GIVEN EXERCISE: Find each line of the listing below that contains the string "instance" with the same capitalization, and copy those lines out in full.
- - - - - - -
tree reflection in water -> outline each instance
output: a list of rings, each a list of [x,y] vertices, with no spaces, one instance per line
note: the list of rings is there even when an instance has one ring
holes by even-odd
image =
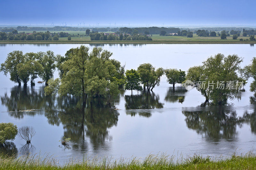
[[[107,144],[106,140],[111,140],[108,129],[116,125],[119,113],[106,104],[105,100],[99,97],[89,99],[86,106],[83,106],[79,97],[45,96],[44,87],[36,90],[28,87],[14,86],[11,89],[10,95],[6,93],[1,97],[2,104],[11,111],[9,115],[15,118],[22,119],[25,115],[33,116],[44,113],[49,124],[63,125],[63,136],[71,138],[74,149],[86,150],[86,137],[94,150]],[[114,102],[118,102],[119,100],[117,99]],[[19,111],[32,109],[36,110]],[[33,148],[32,145],[25,145],[21,149],[26,152]]]
[[[20,111],[26,110],[35,109],[44,110],[54,107],[54,98],[45,96],[44,86],[40,87],[39,90],[35,90],[33,88],[22,87],[16,86],[11,89],[10,96],[5,93],[1,96],[2,105],[7,108],[9,115],[18,119],[22,119],[24,115],[34,115],[36,113],[42,114],[38,111]]]
[[[125,109],[151,109],[161,108],[164,104],[159,102],[159,96],[153,92],[142,92],[140,94],[125,95]]]
[[[20,152],[27,155],[32,153],[36,149],[36,147],[31,143],[26,144],[20,149]]]
[[[241,126],[243,119],[237,117],[235,111],[212,110],[182,111],[188,127],[211,141],[218,142],[221,139],[235,140],[237,135],[236,125]]]
[[[138,114],[140,116],[149,117],[152,114],[149,109],[164,107],[164,104],[159,101],[159,96],[153,92],[143,92],[140,94],[125,95],[124,99],[126,114],[132,116]]]
[[[71,138],[73,149],[86,150],[86,137],[95,150],[105,146],[106,140],[111,139],[108,129],[116,125],[119,113],[103,100],[88,99],[86,107],[79,98],[69,96],[57,100],[58,109],[46,111],[46,116],[52,124],[62,124],[64,136]]]
[[[186,93],[188,92],[185,87],[177,87],[174,90],[172,87],[169,87],[167,91],[164,100],[171,103],[176,103],[178,101],[179,97],[183,97],[185,99]]]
- - - - - - -
ANSWER BELOW:
tree reflection in water -> outline each instance
output: a list of rings, each a list of [x,y] vertices, with no spaces, one instance per line
note: the list of rings is there even when an instance has one ring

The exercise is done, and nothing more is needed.